» **Stored records**:

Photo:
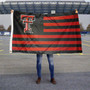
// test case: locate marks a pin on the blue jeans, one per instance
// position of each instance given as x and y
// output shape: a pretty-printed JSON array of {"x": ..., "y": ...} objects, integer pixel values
[{"x": 51, "y": 64}]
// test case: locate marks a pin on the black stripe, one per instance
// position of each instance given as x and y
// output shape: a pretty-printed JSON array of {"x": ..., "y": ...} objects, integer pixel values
[
  {"x": 45, "y": 39},
  {"x": 36, "y": 45},
  {"x": 61, "y": 27},
  {"x": 57, "y": 21},
  {"x": 48, "y": 52}
]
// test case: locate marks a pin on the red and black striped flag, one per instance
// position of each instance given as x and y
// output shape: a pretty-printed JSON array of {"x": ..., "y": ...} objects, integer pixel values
[{"x": 46, "y": 33}]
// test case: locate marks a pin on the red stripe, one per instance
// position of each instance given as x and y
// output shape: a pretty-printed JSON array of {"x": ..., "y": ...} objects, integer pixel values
[
  {"x": 61, "y": 17},
  {"x": 46, "y": 36},
  {"x": 61, "y": 24},
  {"x": 45, "y": 49},
  {"x": 46, "y": 42},
  {"x": 62, "y": 30}
]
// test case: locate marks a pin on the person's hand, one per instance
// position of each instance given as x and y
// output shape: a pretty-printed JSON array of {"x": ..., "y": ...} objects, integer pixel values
[
  {"x": 76, "y": 11},
  {"x": 12, "y": 11}
]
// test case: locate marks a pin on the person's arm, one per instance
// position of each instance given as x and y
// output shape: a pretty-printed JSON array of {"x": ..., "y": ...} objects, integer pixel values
[
  {"x": 76, "y": 11},
  {"x": 12, "y": 11}
]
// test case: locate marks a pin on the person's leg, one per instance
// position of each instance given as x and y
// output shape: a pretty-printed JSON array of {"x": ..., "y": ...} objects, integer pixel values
[
  {"x": 51, "y": 67},
  {"x": 51, "y": 64},
  {"x": 38, "y": 67}
]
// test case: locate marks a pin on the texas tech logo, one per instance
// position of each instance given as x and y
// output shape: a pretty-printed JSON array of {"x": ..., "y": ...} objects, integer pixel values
[{"x": 28, "y": 20}]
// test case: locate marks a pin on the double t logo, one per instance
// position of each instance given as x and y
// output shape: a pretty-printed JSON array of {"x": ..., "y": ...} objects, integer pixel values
[{"x": 27, "y": 20}]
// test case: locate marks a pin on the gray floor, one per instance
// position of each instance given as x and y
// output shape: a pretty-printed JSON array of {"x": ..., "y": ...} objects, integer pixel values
[{"x": 18, "y": 70}]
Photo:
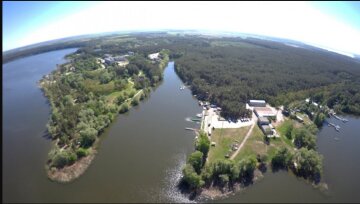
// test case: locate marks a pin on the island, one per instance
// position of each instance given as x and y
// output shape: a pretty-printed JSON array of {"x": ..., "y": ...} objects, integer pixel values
[
  {"x": 263, "y": 102},
  {"x": 85, "y": 94}
]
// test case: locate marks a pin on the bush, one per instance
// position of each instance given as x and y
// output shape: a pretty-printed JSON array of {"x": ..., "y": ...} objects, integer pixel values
[
  {"x": 88, "y": 137},
  {"x": 124, "y": 108},
  {"x": 195, "y": 159},
  {"x": 203, "y": 144},
  {"x": 309, "y": 163},
  {"x": 81, "y": 152},
  {"x": 120, "y": 99},
  {"x": 192, "y": 178},
  {"x": 282, "y": 158},
  {"x": 135, "y": 102},
  {"x": 304, "y": 138},
  {"x": 64, "y": 158}
]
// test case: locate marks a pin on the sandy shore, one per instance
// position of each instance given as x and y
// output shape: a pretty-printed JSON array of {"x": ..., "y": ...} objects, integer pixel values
[{"x": 69, "y": 173}]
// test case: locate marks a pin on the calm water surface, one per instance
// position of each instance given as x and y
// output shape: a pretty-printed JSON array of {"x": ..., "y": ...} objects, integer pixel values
[{"x": 142, "y": 152}]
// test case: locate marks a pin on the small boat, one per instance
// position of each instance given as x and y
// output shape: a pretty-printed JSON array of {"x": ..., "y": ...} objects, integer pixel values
[{"x": 195, "y": 119}]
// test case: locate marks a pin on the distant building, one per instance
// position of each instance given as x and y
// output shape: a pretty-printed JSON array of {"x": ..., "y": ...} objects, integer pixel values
[
  {"x": 266, "y": 129},
  {"x": 154, "y": 56},
  {"x": 257, "y": 103},
  {"x": 263, "y": 121},
  {"x": 264, "y": 112},
  {"x": 315, "y": 104},
  {"x": 300, "y": 119},
  {"x": 122, "y": 63}
]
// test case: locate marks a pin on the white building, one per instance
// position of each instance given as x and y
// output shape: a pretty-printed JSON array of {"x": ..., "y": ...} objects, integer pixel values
[
  {"x": 257, "y": 103},
  {"x": 154, "y": 56}
]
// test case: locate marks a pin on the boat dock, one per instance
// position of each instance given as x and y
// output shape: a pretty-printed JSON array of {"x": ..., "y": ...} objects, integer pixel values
[
  {"x": 340, "y": 118},
  {"x": 337, "y": 127},
  {"x": 192, "y": 129}
]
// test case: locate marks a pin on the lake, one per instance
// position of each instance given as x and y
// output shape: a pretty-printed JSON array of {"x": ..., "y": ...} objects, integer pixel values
[{"x": 142, "y": 152}]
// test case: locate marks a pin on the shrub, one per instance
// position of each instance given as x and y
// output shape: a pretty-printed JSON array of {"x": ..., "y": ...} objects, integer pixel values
[{"x": 81, "y": 152}]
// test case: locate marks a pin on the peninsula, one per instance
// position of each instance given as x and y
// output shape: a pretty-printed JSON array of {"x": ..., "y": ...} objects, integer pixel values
[{"x": 85, "y": 95}]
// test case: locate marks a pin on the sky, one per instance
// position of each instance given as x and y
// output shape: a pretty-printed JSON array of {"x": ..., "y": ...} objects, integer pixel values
[{"x": 330, "y": 25}]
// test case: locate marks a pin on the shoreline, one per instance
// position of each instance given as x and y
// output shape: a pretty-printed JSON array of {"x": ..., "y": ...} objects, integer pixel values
[{"x": 70, "y": 173}]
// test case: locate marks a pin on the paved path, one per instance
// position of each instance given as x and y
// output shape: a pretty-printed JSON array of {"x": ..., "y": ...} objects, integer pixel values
[{"x": 246, "y": 137}]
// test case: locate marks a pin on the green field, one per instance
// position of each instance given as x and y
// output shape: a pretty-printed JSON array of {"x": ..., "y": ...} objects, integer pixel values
[{"x": 224, "y": 138}]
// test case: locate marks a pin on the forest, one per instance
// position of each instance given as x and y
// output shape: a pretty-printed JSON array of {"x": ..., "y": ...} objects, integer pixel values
[
  {"x": 86, "y": 95},
  {"x": 229, "y": 72}
]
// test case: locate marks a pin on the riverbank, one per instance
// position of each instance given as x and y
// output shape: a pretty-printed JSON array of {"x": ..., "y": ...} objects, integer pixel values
[
  {"x": 237, "y": 157},
  {"x": 81, "y": 115},
  {"x": 70, "y": 173},
  {"x": 215, "y": 192}
]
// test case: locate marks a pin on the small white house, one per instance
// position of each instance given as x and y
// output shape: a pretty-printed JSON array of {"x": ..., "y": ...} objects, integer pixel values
[
  {"x": 154, "y": 56},
  {"x": 257, "y": 103}
]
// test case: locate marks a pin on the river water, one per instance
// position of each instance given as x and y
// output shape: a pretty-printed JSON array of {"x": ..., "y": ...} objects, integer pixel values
[{"x": 142, "y": 152}]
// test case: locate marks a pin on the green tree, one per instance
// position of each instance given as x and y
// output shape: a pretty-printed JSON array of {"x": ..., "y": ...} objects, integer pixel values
[
  {"x": 319, "y": 119},
  {"x": 309, "y": 163},
  {"x": 203, "y": 144},
  {"x": 288, "y": 130},
  {"x": 120, "y": 99},
  {"x": 81, "y": 152},
  {"x": 124, "y": 108},
  {"x": 195, "y": 159},
  {"x": 247, "y": 167},
  {"x": 282, "y": 158},
  {"x": 135, "y": 102},
  {"x": 192, "y": 178},
  {"x": 88, "y": 137},
  {"x": 304, "y": 138}
]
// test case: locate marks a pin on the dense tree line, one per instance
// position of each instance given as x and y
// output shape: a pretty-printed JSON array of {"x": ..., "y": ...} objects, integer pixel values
[
  {"x": 78, "y": 91},
  {"x": 304, "y": 162},
  {"x": 232, "y": 71}
]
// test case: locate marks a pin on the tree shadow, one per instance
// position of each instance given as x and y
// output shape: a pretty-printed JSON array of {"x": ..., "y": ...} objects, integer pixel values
[{"x": 45, "y": 134}]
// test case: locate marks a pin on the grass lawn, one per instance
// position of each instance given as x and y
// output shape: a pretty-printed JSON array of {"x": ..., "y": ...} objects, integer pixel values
[
  {"x": 256, "y": 144},
  {"x": 224, "y": 138}
]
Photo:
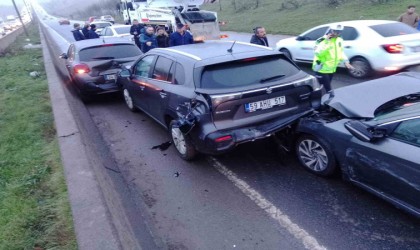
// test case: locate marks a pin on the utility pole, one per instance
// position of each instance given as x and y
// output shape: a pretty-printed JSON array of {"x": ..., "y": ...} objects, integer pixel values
[{"x": 20, "y": 18}]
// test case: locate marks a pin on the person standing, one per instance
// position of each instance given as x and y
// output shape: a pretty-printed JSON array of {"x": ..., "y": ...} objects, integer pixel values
[
  {"x": 162, "y": 38},
  {"x": 77, "y": 32},
  {"x": 410, "y": 17},
  {"x": 180, "y": 37},
  {"x": 259, "y": 37},
  {"x": 329, "y": 53},
  {"x": 148, "y": 40},
  {"x": 136, "y": 29}
]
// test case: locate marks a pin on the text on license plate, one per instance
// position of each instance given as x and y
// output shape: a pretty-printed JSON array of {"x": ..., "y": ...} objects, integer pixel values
[
  {"x": 265, "y": 104},
  {"x": 110, "y": 77}
]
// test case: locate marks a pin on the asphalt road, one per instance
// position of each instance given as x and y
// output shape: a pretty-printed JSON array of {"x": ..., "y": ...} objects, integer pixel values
[{"x": 251, "y": 198}]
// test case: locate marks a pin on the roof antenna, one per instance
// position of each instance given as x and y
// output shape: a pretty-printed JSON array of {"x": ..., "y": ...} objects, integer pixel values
[{"x": 231, "y": 48}]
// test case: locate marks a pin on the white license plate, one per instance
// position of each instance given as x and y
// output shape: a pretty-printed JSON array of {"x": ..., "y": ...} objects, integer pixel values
[
  {"x": 265, "y": 104},
  {"x": 110, "y": 77}
]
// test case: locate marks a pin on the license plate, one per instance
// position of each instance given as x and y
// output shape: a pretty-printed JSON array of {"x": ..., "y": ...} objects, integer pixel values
[
  {"x": 265, "y": 104},
  {"x": 110, "y": 77}
]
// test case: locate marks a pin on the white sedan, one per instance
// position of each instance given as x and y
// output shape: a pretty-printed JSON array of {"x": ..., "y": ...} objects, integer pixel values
[{"x": 371, "y": 45}]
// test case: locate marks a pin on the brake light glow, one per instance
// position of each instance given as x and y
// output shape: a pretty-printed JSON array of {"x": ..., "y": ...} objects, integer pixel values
[
  {"x": 393, "y": 48},
  {"x": 81, "y": 68}
]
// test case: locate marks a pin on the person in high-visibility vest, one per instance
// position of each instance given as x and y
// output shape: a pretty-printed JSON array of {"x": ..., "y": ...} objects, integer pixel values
[{"x": 329, "y": 53}]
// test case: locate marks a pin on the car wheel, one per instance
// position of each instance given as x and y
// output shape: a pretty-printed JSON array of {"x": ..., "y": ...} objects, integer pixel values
[
  {"x": 287, "y": 53},
  {"x": 315, "y": 155},
  {"x": 128, "y": 100},
  {"x": 362, "y": 68},
  {"x": 182, "y": 142}
]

» **Exercise goal**: Reproduce the final stretch of the data above: every line from the one holding "white license plate, one per instance" through the end, inclusive, exactly as written and nothing else.

» **Task result**:
// test case: locate marks a pin on the white license plate, one per instance
// position of each instance given as x and y
// output shape: a pretty-printed JSON array of {"x": ..., "y": ...} objects, integer pixel values
[
  {"x": 265, "y": 104},
  {"x": 110, "y": 77}
]
// test case: locate marks a pin on the license plate, one per instance
// position of each instance given as x and y
// output shape: a pretty-printed JSON array of {"x": ..., "y": ...} objects, integer pixel values
[
  {"x": 265, "y": 104},
  {"x": 110, "y": 77}
]
// test case: locate marks a pin on the white sedan, one per instance
// position of each instance given as x and y
// output shape: a pretty-printed JSON array of {"x": ..., "y": ...} objects, integer pixel values
[{"x": 371, "y": 45}]
// test case: locate marks a pin on the brake light glow, one per instance
// position of each instance given as x and y
// output shape: a pretty-printed JSON array of {"x": ..., "y": ...} objects, integer pixel values
[
  {"x": 393, "y": 48},
  {"x": 81, "y": 68}
]
// test case: locate marks a pin on the person in high-visibility vest, one per instance
// position of each instance given as x and y
// output shape: a pretty-printed JSON array of {"x": ..., "y": ...} objects, integer pixel values
[{"x": 329, "y": 53}]
// test case: locate marks a pin on the car wheel, one per instance
// position of each instance given as x and y
// output shape: a pretty-printed JSON array of {"x": ..., "y": ...} objects, integer pixel values
[
  {"x": 287, "y": 53},
  {"x": 315, "y": 155},
  {"x": 128, "y": 100},
  {"x": 362, "y": 68},
  {"x": 182, "y": 142}
]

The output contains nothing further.